**問題**. 「Flashcard prompt: The small」を含む行から始まり、エントリの最後までの範囲を、「依頼」と「回答」の2列から成るCSVとして示してください。各依頼を1行とし、その文面と回答をそれぞれ引用符で囲んだ1つのフィールドに収め、改行は空白に置き換え、画像は含めないでください。

**入力データ**.
===============

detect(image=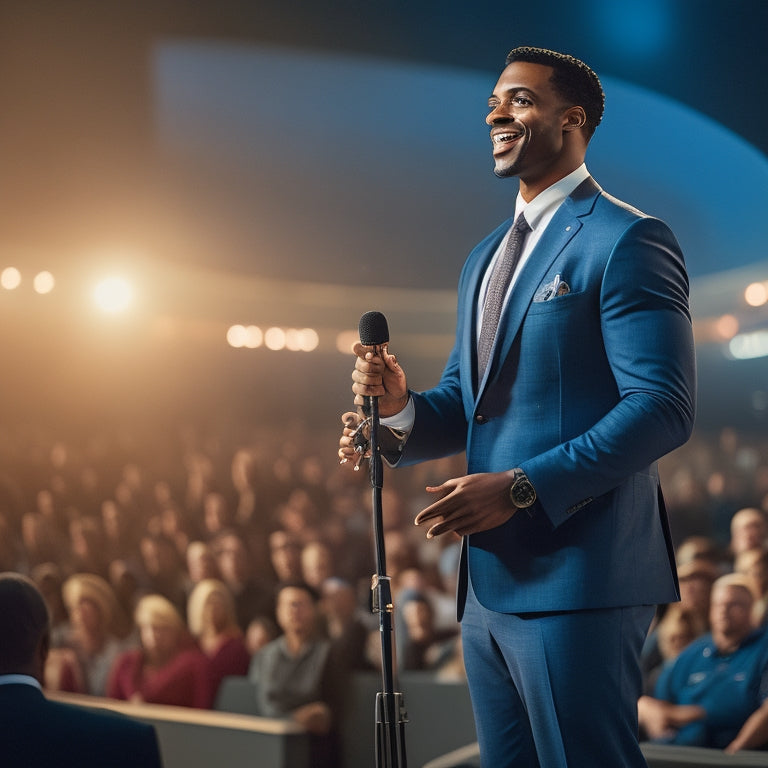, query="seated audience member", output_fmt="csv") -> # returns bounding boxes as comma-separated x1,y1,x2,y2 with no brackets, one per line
675,536,727,573
185,541,219,591
638,574,768,751
677,560,721,628
397,590,457,670
0,573,161,768
30,563,69,648
643,603,707,695
733,547,768,626
249,582,343,768
269,529,302,583
139,533,187,611
321,577,372,670
301,541,336,592
187,579,251,697
245,616,280,656
213,529,274,631
107,595,213,709
46,573,130,696
730,507,768,559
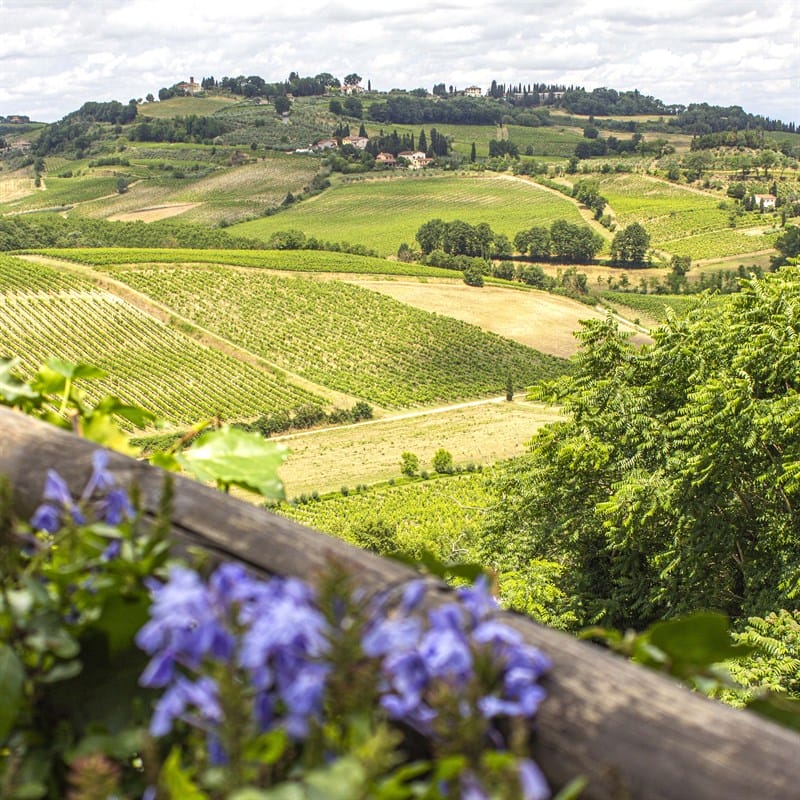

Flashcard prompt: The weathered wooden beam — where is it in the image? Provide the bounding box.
[0,409,800,800]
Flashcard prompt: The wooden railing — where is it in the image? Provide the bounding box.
[0,409,800,800]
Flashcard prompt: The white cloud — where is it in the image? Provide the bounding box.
[0,0,800,121]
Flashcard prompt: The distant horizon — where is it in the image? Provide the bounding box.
[0,0,800,124]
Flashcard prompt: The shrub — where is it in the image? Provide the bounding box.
[433,447,455,475]
[400,452,419,478]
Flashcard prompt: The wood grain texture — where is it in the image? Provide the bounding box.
[0,409,800,800]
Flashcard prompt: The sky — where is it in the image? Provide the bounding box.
[0,0,800,123]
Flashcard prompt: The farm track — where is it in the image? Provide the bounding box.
[497,172,615,242]
[18,255,368,414]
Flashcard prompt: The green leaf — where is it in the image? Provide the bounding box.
[747,694,800,731]
[649,612,753,671]
[93,394,156,428]
[0,358,39,405]
[0,644,25,742]
[176,425,288,500]
[46,358,107,380]
[553,775,589,800]
[305,756,367,800]
[160,747,208,800]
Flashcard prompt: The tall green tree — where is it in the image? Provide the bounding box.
[611,222,650,266]
[483,266,800,628]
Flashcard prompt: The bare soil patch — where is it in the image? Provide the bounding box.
[276,400,559,497]
[348,277,644,358]
[0,175,36,203]
[109,203,202,222]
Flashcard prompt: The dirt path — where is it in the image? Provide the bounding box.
[108,203,203,222]
[18,255,368,414]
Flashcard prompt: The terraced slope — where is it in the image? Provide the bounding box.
[600,174,778,260]
[100,266,565,408]
[0,256,318,425]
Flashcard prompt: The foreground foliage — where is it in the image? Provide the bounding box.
[483,267,800,629]
[95,265,565,408]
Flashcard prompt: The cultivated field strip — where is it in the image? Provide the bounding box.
[30,247,461,278]
[600,174,776,259]
[0,292,319,425]
[278,472,494,558]
[101,266,564,408]
[0,254,94,294]
[230,175,583,255]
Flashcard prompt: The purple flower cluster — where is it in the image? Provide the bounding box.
[31,450,133,533]
[363,581,550,735]
[136,564,550,800]
[136,564,329,738]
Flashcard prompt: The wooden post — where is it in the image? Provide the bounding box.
[0,409,800,800]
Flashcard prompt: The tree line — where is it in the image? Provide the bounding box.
[481,266,800,629]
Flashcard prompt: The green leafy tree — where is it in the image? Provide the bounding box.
[400,451,419,478]
[481,266,800,629]
[273,94,292,114]
[550,219,603,264]
[432,447,455,475]
[611,222,650,266]
[463,264,483,286]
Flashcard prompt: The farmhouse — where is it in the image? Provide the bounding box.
[753,194,778,211]
[175,76,203,94]
[342,136,369,150]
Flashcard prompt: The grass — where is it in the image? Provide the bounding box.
[95,265,565,408]
[351,278,636,358]
[599,174,775,259]
[272,401,557,497]
[0,280,318,426]
[600,292,720,323]
[137,95,240,121]
[31,247,460,278]
[230,174,583,255]
[0,175,117,214]
[277,472,495,561]
[67,150,319,225]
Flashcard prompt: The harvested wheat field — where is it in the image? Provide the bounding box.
[349,278,649,358]
[109,203,200,222]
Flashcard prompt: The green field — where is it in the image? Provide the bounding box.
[599,174,775,259]
[0,257,319,426]
[0,175,117,214]
[659,228,780,260]
[0,254,94,295]
[97,266,564,408]
[31,247,460,278]
[277,472,493,560]
[67,145,319,225]
[137,95,240,121]
[600,292,720,322]
[230,174,583,255]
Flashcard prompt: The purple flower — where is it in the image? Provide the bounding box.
[459,770,490,800]
[100,539,122,561]
[136,567,234,680]
[150,677,222,736]
[31,503,61,533]
[97,489,134,525]
[519,758,550,800]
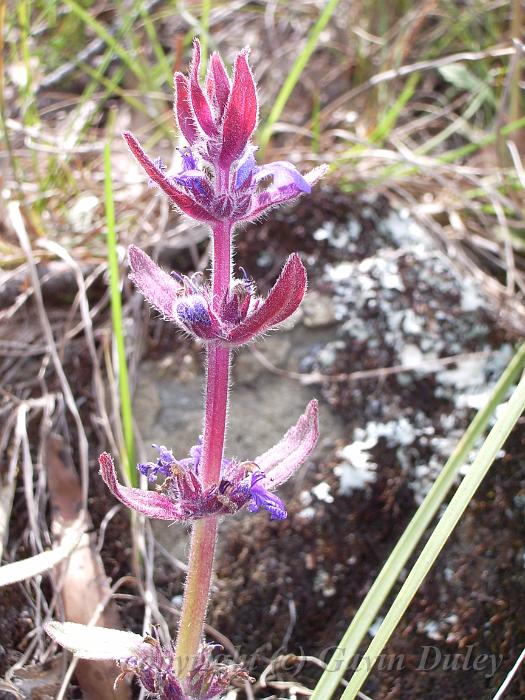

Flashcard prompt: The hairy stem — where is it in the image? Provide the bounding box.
[176,217,231,678]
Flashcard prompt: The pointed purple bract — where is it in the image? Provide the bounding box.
[190,39,217,136]
[219,49,259,168]
[228,253,307,344]
[128,245,183,322]
[206,52,231,120]
[255,399,319,490]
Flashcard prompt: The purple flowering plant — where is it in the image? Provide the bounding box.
[48,40,325,700]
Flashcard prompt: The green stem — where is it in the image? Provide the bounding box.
[341,366,525,700]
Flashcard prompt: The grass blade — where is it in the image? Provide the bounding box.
[312,343,525,700]
[341,366,525,700]
[104,143,138,486]
[259,0,339,156]
[66,0,147,83]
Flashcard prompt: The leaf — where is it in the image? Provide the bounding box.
[0,531,80,586]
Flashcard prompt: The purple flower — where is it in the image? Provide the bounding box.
[129,246,307,345]
[123,40,326,224]
[99,400,319,521]
[118,637,251,700]
[243,471,287,520]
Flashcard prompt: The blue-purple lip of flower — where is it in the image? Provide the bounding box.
[137,445,177,481]
[243,471,288,520]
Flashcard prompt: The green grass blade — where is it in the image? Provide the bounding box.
[104,143,138,486]
[312,343,525,700]
[65,0,148,84]
[340,366,525,700]
[258,0,339,156]
[199,0,212,79]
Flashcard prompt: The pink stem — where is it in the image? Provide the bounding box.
[176,217,231,678]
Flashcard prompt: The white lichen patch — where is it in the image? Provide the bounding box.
[312,198,512,502]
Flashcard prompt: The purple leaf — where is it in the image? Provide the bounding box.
[122,131,215,222]
[128,245,183,322]
[227,253,307,345]
[206,52,231,119]
[219,49,258,168]
[254,399,319,490]
[98,452,185,521]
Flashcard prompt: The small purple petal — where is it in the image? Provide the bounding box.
[248,472,287,520]
[176,295,211,326]
[255,160,312,195]
[227,253,307,345]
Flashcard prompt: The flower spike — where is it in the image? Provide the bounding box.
[206,52,231,120]
[122,131,215,223]
[174,73,199,146]
[228,253,307,345]
[190,39,217,136]
[255,399,319,489]
[99,400,319,522]
[98,452,185,521]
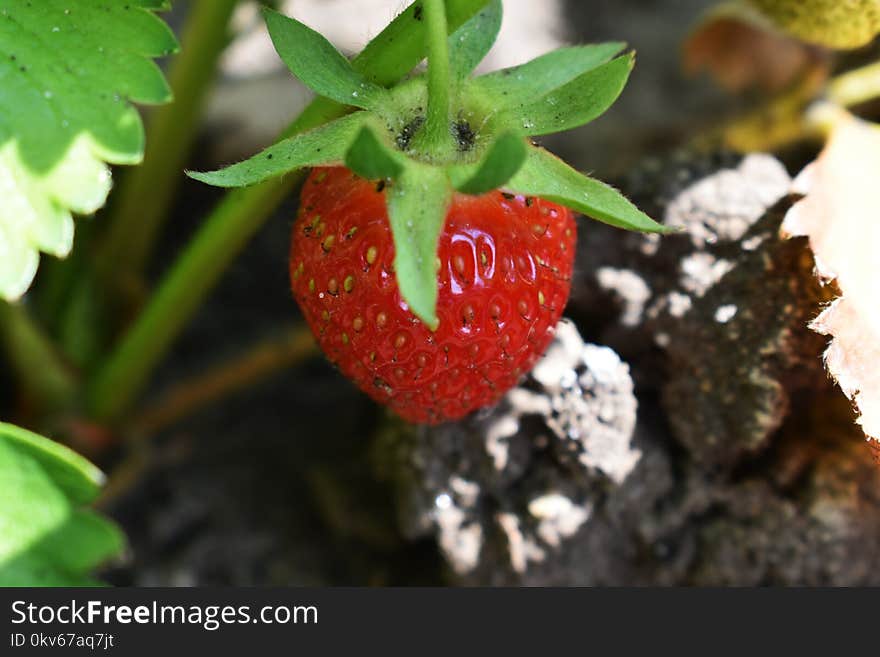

===============

**正答**.
依頼,回答
"Flashcard prompt: The small purple petal — where is it in the image? Provide the bounding box.","[248,472,287,520] [176,295,211,326] [255,160,312,195] [227,253,307,345]"
"Flashcard prompt: The flower spike — where is it in the image? Provide the bounding box.","[206,52,231,120] [122,131,215,223] [174,73,199,146] [228,253,307,345] [190,39,217,136] [255,399,319,489] [99,400,319,522] [98,452,185,521]"